ABOUT THIS TASK: The line that contains "Objective — for the metal" and all lines following it to the end of the data below: set these down exactly, and nothing besides.

EXCERPTED RECORDS:
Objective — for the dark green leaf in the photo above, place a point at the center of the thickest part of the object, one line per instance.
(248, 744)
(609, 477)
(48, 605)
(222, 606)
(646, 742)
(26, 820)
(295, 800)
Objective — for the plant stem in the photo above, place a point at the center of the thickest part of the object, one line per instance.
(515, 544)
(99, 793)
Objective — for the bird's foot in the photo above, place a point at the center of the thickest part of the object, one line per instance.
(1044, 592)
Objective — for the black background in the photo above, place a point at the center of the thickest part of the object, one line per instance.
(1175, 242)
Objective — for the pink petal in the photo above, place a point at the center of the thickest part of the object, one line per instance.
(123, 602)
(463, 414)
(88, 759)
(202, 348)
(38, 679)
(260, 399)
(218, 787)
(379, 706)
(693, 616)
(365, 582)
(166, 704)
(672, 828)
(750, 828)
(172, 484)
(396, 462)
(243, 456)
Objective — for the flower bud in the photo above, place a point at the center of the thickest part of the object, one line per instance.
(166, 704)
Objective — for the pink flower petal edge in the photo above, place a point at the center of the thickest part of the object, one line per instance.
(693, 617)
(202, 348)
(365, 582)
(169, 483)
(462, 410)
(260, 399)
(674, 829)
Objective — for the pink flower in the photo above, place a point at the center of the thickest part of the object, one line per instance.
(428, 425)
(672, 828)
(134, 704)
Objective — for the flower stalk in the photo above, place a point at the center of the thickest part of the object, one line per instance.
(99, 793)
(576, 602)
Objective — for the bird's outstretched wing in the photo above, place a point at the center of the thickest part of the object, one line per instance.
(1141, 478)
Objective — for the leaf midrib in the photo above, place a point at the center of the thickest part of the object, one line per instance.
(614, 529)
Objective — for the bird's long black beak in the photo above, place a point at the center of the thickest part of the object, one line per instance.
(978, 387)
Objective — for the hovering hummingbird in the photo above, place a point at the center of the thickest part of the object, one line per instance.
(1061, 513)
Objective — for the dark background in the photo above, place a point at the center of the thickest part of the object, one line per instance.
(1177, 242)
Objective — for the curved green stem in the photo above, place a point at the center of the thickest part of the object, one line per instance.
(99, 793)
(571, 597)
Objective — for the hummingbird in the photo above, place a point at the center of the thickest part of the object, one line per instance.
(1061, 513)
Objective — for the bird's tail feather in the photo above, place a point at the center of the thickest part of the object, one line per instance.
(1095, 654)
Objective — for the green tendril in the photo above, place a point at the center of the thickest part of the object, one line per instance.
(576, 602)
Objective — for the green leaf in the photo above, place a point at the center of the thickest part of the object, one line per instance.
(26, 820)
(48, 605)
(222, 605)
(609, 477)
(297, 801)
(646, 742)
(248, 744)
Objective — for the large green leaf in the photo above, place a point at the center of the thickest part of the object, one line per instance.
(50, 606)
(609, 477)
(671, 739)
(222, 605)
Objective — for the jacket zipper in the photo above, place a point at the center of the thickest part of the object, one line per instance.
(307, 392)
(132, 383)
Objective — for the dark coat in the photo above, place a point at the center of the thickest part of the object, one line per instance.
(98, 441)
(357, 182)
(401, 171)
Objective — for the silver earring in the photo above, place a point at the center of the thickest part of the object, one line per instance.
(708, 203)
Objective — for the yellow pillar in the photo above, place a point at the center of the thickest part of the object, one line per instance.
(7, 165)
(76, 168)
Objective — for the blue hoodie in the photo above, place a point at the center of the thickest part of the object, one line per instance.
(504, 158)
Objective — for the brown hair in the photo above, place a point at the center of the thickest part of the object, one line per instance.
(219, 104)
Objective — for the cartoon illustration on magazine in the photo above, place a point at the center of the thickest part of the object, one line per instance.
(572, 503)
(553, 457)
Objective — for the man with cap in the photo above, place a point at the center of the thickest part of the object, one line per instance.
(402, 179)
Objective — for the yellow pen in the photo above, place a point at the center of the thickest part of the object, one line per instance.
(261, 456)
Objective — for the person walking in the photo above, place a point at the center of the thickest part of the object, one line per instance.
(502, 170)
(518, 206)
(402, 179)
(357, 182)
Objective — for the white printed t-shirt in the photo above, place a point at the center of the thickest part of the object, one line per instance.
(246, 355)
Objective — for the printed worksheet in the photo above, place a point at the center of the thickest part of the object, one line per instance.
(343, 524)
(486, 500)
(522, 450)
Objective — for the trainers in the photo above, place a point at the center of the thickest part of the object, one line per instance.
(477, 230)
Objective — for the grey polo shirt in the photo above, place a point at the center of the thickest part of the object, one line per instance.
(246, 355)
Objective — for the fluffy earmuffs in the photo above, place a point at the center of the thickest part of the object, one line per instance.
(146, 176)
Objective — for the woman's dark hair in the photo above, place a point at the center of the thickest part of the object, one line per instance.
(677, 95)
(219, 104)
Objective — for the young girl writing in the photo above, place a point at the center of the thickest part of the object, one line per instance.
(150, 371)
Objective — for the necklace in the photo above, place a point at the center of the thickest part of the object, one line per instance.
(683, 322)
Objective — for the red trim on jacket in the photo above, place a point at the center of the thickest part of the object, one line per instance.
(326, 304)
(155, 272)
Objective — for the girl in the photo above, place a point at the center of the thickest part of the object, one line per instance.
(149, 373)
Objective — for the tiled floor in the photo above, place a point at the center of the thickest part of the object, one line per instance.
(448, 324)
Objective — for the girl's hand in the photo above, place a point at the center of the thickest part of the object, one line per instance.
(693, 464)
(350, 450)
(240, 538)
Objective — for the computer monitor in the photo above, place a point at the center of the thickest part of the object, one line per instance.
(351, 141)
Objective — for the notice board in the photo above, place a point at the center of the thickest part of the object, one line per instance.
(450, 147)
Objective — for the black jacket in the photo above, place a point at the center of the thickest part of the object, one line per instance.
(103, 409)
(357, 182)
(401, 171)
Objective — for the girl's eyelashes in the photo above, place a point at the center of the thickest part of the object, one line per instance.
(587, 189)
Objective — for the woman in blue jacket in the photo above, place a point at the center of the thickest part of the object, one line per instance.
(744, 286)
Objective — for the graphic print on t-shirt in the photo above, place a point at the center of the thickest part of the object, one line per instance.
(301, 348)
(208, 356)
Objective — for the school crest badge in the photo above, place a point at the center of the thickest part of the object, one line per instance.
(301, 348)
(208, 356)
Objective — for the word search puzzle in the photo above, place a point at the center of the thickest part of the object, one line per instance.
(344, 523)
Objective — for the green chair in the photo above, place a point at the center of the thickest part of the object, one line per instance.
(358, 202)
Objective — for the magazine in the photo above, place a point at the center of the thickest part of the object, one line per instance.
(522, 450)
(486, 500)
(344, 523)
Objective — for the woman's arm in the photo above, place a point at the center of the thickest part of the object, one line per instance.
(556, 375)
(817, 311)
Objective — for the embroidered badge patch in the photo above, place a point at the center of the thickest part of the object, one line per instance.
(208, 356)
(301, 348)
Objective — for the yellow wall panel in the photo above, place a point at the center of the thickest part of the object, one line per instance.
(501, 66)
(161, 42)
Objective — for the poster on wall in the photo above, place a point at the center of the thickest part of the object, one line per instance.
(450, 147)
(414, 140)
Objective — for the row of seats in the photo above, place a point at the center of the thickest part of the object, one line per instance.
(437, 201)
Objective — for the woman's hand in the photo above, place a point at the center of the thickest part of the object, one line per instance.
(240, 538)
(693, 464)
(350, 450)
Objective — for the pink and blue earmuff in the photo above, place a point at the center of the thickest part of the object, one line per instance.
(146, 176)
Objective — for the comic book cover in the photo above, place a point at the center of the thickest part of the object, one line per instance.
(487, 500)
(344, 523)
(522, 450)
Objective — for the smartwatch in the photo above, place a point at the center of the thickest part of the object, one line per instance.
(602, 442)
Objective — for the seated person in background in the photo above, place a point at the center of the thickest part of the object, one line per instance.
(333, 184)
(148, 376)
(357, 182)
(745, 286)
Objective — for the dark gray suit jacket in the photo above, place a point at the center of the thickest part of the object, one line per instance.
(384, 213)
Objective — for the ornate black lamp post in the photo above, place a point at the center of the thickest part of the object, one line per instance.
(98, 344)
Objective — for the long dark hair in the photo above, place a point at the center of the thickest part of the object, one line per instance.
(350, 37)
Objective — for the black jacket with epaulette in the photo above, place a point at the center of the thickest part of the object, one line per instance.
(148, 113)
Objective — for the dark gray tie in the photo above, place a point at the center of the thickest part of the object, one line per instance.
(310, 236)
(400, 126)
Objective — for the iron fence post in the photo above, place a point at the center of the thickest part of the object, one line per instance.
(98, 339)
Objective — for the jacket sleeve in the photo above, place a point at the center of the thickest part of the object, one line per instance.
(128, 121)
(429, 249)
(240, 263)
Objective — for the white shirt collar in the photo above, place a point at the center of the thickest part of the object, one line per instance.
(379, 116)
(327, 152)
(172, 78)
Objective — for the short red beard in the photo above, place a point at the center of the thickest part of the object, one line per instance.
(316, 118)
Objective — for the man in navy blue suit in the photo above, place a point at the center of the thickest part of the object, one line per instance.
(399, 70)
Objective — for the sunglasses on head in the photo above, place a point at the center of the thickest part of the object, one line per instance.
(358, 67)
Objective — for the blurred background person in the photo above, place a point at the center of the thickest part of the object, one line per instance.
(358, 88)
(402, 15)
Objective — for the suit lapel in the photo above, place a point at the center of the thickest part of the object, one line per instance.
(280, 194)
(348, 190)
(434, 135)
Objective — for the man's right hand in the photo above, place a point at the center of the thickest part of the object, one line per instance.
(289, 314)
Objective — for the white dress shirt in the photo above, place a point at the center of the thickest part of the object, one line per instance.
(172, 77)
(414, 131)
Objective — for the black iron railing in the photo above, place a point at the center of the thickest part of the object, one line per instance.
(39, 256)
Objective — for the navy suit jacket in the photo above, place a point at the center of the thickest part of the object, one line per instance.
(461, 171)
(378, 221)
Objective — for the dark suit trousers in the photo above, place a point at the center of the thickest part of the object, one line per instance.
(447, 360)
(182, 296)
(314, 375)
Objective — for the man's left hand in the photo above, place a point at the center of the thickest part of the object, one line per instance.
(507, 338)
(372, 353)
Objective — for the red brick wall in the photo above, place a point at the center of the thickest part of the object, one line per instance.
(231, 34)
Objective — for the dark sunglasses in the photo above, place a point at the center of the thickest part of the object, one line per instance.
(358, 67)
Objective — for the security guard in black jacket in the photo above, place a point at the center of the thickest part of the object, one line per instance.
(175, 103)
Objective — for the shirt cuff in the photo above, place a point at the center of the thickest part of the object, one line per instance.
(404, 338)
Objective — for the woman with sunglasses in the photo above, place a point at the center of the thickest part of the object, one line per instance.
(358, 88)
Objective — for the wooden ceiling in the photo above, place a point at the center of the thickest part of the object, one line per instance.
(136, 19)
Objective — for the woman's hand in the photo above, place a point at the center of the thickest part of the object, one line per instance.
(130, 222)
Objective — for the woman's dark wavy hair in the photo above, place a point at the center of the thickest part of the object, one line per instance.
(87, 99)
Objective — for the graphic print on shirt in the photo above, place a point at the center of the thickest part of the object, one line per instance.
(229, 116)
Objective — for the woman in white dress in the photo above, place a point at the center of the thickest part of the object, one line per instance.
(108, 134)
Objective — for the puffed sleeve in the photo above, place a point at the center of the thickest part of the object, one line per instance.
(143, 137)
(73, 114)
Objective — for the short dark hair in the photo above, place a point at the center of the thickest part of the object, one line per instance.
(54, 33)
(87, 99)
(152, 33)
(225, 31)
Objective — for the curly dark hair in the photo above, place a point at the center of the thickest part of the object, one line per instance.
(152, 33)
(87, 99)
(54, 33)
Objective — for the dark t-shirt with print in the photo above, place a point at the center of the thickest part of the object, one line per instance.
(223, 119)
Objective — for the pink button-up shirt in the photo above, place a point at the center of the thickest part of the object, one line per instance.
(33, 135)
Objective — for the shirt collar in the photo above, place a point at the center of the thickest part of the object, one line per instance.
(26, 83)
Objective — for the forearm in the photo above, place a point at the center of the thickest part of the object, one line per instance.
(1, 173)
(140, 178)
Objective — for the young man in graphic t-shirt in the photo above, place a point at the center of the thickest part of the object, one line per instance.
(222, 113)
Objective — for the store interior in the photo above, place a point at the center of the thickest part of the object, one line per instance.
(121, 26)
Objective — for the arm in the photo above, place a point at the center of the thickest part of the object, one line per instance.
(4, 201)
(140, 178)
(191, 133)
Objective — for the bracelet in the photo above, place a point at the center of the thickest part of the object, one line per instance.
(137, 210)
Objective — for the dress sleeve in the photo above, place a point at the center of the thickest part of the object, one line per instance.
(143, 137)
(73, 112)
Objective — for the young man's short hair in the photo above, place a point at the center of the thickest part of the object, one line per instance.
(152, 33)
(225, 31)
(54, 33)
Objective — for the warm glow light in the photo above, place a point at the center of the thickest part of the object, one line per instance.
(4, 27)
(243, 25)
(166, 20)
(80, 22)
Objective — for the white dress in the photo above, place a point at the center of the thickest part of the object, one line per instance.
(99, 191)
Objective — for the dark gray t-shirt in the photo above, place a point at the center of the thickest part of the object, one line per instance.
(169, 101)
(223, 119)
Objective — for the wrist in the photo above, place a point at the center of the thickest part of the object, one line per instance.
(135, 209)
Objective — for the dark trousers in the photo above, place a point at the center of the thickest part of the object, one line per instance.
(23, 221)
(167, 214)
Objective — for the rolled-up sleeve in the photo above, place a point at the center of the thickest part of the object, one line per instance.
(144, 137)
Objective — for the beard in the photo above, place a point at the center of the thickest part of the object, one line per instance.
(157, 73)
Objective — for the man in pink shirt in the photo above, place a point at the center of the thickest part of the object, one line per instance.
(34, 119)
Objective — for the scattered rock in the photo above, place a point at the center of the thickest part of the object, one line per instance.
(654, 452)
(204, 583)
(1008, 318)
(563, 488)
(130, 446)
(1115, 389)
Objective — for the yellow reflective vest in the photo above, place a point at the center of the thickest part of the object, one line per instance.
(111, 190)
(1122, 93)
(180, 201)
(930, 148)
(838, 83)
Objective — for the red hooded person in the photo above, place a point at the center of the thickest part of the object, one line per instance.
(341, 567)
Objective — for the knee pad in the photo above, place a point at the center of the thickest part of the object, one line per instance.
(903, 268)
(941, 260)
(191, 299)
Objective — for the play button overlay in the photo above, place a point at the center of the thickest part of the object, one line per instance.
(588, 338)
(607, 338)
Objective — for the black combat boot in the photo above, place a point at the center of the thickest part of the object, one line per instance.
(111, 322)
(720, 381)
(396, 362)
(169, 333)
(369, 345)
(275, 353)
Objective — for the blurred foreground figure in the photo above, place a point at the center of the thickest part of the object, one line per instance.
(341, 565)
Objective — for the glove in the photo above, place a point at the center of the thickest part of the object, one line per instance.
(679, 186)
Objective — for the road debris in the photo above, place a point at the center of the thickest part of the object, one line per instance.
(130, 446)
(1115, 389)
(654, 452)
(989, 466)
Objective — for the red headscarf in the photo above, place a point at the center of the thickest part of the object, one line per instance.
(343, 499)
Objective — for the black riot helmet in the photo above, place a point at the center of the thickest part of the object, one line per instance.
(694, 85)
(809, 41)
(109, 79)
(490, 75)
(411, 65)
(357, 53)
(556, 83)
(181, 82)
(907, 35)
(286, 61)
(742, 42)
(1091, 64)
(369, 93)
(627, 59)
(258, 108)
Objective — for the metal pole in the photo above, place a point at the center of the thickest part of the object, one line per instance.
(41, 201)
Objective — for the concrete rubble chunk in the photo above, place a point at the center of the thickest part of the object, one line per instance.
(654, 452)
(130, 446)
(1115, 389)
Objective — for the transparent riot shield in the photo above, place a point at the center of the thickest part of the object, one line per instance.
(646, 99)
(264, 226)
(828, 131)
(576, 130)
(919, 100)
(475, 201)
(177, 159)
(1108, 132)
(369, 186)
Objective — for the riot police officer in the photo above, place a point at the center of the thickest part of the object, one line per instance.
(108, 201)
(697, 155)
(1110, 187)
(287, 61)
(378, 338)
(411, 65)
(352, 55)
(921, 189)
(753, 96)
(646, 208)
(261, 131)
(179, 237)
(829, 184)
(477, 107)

OUTPUT OF THE EXERCISE:
Objective — for the metal pole in the photo above, place a point at the center of the thickest part of the object, one line per instance.
(41, 201)
Objective — for the concrete rubble chunk in the photo above, place a point at the center of the thickest part of the object, one line per instance.
(654, 452)
(130, 446)
(1115, 389)
Objective — for the transparent riot shield in the photo above, place a point at the center of the thickest part of the object, one line per instance.
(646, 99)
(264, 226)
(828, 131)
(576, 130)
(919, 100)
(475, 201)
(177, 159)
(1108, 132)
(369, 186)
Objective — for the riot police officer in the photo above, place a point at the center of the thickest part of the object, one line per instance.
(108, 201)
(697, 155)
(1110, 187)
(287, 61)
(378, 338)
(411, 65)
(352, 55)
(921, 189)
(753, 96)
(646, 208)
(261, 131)
(179, 237)
(829, 184)
(477, 107)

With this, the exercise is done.